DIE AUFGABE. Schreiben Sie den Abschnitt aus dem Artikel über Wassereis auf dem Merkur ab, und zwar von „Darüber, dass es“ bis einschließlich „festgestellt worden waren.“.

QUELLTEXT.
★ ★ ★ ★ ★
Neue Indizien für Wassereis an den Polen
von Stefan Deiters astronews.com
30. November 2012
Die NASA-Sonde MESSENGER, die seit März des vergangenen
Jahres um den Merkur kreist, hat neue Indizien dafür geliefert, dass es in
permanent schattigen Kratern in der Polarregion des Planeten eine beträchtliche
Menge an gefrorenem Wassereis und von anderen flüchtigen Stoffen gibt.

Die
Nordpolarregion des Merkur in einem Mosaik aus
Aufnahmen der Sonde MESSENGER. Darin in gelb
eingetragen sind die Bereiche, die bei
Radarbeobachtungen besonders hell erschienen.
Bild: NASA / Johns Hopkins University
Applied Physics Laboratory / Carnegie Institution
of Washington / National Astronomy and Ionosphere
Center, Arecibo Observatory [Großansicht] |
"Das Letzte, was man auf einem Planeten in dieser Nähe zur Sonne erwarten würde,
ist vermutlich Wassereis", meint Matthew Siegler vom Jet Propulsion Laboratory
im kalifornischen Pasadena, ein Autor eines der insgesamt drei Fachartikel über
die Resultate,
die gestern in Science Express erschienen sind. "Doch wegen der äußerst geringen
Neigung der Drehachse des Planeten kann es an den Polen Krater geben, die das
ganze Jahr über im Schatten bleiben und in denen es irrwitzig kalt ist."
Darüber, dass es rund um die Pole von Merkur gefrorene flüchtige Stoffe wie
Wassereis geben könnte, wird von Wissenschaftlern bereits seit mehreren
Jahrzehnten spekuliert. 1991 wurden dann mit dem Arecibo-Radioteleskop
Bereiche entdeckt, die auf Radarbildern sehr hell erscheinen und die sich oft genau
an den Stellen befinden, wo bei der Kartierung des Planeten mit der Sonde Mariner 10 in den 1970er Jahren große Einschlagkrater festgestellt worden waren.
Mariner 10 konnte allerdings nur weniger als die Hälfte des Planeten erfassen,
so dass den Wissenschaftlern bislang eine komplette Ansicht der
Planetenoberfläche gefehlt hat, die sie mit den Radarbeobachtungen abgleichen
konnten. Durch neue Bilder der Sonde MErcury Surface, Space ENvironment,
GEochemistry, and Ranging (MESSENGER), die seit März des vergangenen Jahres
um den Planeten kreist, konnten die Forscher aber jetzt bestätigen, dass sich
tatsächlich alle hellen Regionen auf den Radarbildern in schattigen Bereichen
der Planetenoberfläche befinden. Dies stimmt mit der These überein, dass es sich
dabei um Wassereis handelt.
★ ★ ★ ★ ★
BEREITGESTELLTES MATERIAL.
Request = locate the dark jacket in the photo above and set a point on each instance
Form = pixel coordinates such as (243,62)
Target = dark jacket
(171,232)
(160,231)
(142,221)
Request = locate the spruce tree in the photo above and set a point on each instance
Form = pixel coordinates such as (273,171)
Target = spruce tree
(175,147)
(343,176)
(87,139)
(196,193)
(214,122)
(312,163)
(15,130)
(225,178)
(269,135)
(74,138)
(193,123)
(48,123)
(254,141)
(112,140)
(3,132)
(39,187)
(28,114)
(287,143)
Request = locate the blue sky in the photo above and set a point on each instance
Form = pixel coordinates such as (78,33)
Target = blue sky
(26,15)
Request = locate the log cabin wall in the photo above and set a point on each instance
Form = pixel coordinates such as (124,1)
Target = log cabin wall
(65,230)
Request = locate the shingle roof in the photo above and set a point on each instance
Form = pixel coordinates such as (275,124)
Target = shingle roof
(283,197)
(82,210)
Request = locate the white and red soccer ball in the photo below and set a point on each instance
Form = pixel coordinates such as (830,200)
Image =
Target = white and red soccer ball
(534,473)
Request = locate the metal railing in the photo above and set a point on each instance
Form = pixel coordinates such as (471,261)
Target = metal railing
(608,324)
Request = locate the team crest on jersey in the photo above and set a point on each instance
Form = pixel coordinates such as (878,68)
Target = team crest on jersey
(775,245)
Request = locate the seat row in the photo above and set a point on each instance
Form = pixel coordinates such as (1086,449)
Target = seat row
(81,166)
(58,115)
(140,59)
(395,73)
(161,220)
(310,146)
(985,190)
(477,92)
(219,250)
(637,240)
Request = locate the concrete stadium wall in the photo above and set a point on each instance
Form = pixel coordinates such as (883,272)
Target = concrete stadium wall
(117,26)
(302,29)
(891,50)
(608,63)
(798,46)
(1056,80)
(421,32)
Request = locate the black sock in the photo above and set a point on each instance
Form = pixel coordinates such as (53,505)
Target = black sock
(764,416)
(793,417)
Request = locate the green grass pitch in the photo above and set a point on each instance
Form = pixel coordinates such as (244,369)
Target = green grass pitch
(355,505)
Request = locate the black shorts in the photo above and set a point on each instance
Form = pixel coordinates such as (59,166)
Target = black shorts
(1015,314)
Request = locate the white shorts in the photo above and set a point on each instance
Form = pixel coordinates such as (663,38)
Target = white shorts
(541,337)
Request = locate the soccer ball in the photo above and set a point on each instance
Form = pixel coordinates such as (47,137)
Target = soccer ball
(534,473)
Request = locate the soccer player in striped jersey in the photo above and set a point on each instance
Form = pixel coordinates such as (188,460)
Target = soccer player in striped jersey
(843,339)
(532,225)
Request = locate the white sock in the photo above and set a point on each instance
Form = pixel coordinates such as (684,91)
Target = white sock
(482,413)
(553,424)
★ ★ ★ ★ ★
ANTWORT ZUR AUFGABE.
Darüber, dass es rund um die Pole von Merkur gefrorene flüchtige Stoffe wie
Wassereis geben könnte, wird von Wissenschaftlern bereits seit mehreren
Jahrzehnten spekuliert. 1991 wurden dann mit dem Arecibo-Radioteleskop
Bereiche entdeckt, die auf Radarbildern sehr hell erscheinen und die sich oft genau
an den Stellen befinden, wo bei der Kartierung des Planeten mit der Sonde Mariner 10 in den 1970er Jahren große Einschlagkrater festgestellt worden waren.